Natural-language object grounding data:
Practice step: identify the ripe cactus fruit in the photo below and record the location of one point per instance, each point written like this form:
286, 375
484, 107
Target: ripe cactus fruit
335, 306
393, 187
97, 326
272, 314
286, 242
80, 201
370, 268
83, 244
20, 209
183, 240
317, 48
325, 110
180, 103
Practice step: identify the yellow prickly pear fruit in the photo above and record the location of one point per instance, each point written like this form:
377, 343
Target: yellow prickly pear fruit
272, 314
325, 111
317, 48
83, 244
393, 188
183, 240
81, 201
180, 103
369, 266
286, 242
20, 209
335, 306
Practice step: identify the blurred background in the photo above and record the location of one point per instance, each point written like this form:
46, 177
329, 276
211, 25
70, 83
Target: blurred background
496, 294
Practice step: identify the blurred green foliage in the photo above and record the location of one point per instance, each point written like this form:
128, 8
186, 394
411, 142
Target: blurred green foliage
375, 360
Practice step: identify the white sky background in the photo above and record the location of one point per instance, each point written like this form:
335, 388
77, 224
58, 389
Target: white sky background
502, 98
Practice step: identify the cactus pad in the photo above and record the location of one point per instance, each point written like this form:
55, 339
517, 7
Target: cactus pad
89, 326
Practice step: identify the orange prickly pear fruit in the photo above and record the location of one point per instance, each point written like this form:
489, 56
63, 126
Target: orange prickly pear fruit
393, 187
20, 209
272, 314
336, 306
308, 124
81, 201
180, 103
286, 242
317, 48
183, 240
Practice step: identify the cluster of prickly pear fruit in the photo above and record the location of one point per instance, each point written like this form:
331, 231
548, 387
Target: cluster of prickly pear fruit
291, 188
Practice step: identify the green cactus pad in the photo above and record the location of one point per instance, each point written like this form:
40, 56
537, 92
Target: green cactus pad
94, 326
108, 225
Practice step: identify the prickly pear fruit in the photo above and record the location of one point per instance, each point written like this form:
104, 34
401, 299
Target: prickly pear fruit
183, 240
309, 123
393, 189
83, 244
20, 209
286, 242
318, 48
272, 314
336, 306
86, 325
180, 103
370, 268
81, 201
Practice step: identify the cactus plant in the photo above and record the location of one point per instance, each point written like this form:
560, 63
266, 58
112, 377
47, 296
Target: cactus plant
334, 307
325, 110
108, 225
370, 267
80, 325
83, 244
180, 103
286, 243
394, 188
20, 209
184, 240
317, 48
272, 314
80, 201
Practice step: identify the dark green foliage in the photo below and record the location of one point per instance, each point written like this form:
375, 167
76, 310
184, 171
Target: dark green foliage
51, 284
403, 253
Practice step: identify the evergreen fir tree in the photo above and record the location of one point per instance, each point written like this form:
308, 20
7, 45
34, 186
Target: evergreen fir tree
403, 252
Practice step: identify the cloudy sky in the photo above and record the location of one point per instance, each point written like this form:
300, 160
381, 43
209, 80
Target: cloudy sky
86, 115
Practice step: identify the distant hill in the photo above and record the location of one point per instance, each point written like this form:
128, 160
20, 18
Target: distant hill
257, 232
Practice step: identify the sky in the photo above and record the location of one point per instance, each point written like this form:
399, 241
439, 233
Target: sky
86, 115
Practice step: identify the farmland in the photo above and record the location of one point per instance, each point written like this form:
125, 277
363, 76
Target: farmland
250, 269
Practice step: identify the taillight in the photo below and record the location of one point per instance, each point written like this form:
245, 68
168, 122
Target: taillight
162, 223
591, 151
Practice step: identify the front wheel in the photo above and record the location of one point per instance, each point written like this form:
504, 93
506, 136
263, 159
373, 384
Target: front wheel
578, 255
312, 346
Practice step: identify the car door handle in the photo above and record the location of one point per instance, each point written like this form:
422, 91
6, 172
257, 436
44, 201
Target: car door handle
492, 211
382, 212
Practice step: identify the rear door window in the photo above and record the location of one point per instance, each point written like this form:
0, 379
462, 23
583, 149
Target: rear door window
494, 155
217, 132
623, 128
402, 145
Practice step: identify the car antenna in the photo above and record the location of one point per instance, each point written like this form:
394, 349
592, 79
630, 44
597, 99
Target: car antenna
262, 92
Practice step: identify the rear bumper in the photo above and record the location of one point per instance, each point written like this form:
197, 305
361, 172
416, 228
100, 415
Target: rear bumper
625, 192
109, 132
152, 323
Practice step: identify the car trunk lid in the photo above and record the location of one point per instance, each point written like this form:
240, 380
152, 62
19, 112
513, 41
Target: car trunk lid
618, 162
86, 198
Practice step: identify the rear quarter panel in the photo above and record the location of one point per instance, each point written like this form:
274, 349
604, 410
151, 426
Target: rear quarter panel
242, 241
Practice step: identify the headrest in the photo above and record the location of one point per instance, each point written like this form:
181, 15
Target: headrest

## Work request
Write out the data once more, word for word.

## Task answer
Practice step: identify the ripe cactus fruit in the photo below and record the location of one point per instance, each point written like this form:
286, 375
484, 107
Target: ripe cactus fruit
335, 306
393, 187
97, 326
272, 314
286, 242
80, 201
370, 268
83, 244
20, 209
183, 240
317, 48
325, 110
180, 103
Practice step: identify the yellow prickly pear fruit in the photo above and record the location of one point per instance, each point written like this form:
377, 343
Target: yellow prickly pear fruit
272, 314
325, 111
317, 48
83, 244
393, 188
183, 240
81, 201
180, 103
369, 266
286, 242
20, 209
335, 306
Practice step: identify the blurred background in the photo above and record the location of one point per instance, each point written like this form:
46, 177
329, 276
211, 25
70, 83
Target: blurred background
496, 294
Practice step: identify the blurred green foliage in the photo above and record the location of one point per instance, each point written like this form:
128, 8
186, 394
411, 142
Target: blurred green foliage
375, 360
Practice step: identify the white sky background in the photo above and record the location of one point per instance, each point written like this form:
335, 388
77, 224
58, 389
Target: white sky background
502, 98
Practice step: identify the cactus pad in the photo above and record the location of one point per instance, each point written like this form:
55, 339
517, 7
Target: cactus pad
89, 326
Practice step: identify the orange prickly pear fruit in the photo above and record the location of one point per instance, each point written like this form:
489, 56
63, 126
Target: orange prickly pear fruit
393, 187
20, 209
272, 314
336, 306
308, 124
81, 201
180, 103
286, 242
317, 48
183, 240
Practice step: identify the cluster of prickly pear fruit in the photo above and record the location of one point per instance, each point written like this form:
331, 231
548, 387
Target: cluster of prickly pear fruit
291, 188
Practice step: identify the green cactus pad in the photo above and record the location of one point per instance, each point written like this form:
40, 56
537, 92
Target: green cactus pad
94, 326
108, 225
Practice step: identify the prickly pear fruit in the photo above and record the location of one point per instance, each point written like this form:
104, 34
401, 299
Target: prickly pear fruit
183, 240
309, 123
393, 189
83, 244
20, 209
286, 242
318, 48
272, 314
336, 306
86, 325
180, 103
370, 268
81, 201
Practice step: identify the cactus plant in the photo above and record the location of one point per instance, each point written like this form:
560, 63
266, 58
112, 377
47, 296
Target: cactus plant
334, 307
325, 110
108, 225
370, 267
80, 325
83, 244
180, 103
286, 243
394, 188
20, 209
184, 240
317, 48
272, 314
80, 201
Practice step: identify the dark green foliage in the photo below and record the location of one point per instance, each point written like this form:
375, 167
76, 310
184, 171
Target: dark green foliage
51, 284
403, 253
Practice step: identify the evergreen fir tree in the photo above and record the location of one point per instance, each point written like this form:
308, 20
7, 45
34, 186
Target: evergreen fir tree
403, 252
Practice step: identify the cloudy sky in the photo above and record the location of one point per instance, each point written like this form:
300, 160
381, 43
209, 80
Target: cloudy sky
86, 115
Practice step: identify the distant hill in the photo above and record the location of one point per instance, each point written like this form:
128, 160
20, 18
Target: distant hill
257, 232
Practice step: identify the sky in the photo above and record the location of one point per instance, each point written like this form:
399, 241
439, 233
Target: sky
86, 115
Practice step: identify the farmland in the photo above and record the location of one point per instance, each point written like this form:
125, 277
363, 76
Target: farmland
250, 269
Practice step: identify the taillight in the photo below and record the location of one point per instance, each point written like this form:
245, 68
168, 122
Target: taillight
162, 223
591, 151
Practice step: identify the front wheel in the photo above and record the location of one point per instance, each point written like this form:
504, 93
506, 136
263, 159
373, 384
Target: front wheel
578, 255
312, 346
Practice step: identify the car door handle in the photo above and record the location of one point per instance, each point written like this form:
422, 91
6, 172
257, 436
44, 201
Target: car door handle
492, 211
382, 212
Practice step: identify the rear door window in the photo above and record the location of one point per instance, each point written like this form:
0, 379
462, 23
583, 149
Target: rear door window
494, 155
217, 132
623, 128
402, 145
Practice step: identify the car antenna in the photo above and record the location of one point per instance, each point written like this form:
394, 349
592, 79
630, 44
597, 99
Target: car antenna
262, 92
Practice step: identify the rear bumper in the photo above and record the location of one point per instance, each point written like this form:
197, 305
361, 172
416, 228
100, 415
Target: rear bumper
625, 192
109, 132
152, 323
Practice step: identify the car trunk lid in the photo above and record the location of one point per instance, each point written like this form:
240, 380
152, 62
19, 112
513, 41
Target: car trunk lid
618, 162
86, 198
Practice step: identify the rear quarter panel in the photo above and record the location of one point per instance, each point written like this form:
274, 349
604, 410
151, 426
Target: rear quarter panel
242, 241
Practice step: identify the headrest in the photo above and record the location of one point per instance, each point written like this form:
181, 15
Target: headrest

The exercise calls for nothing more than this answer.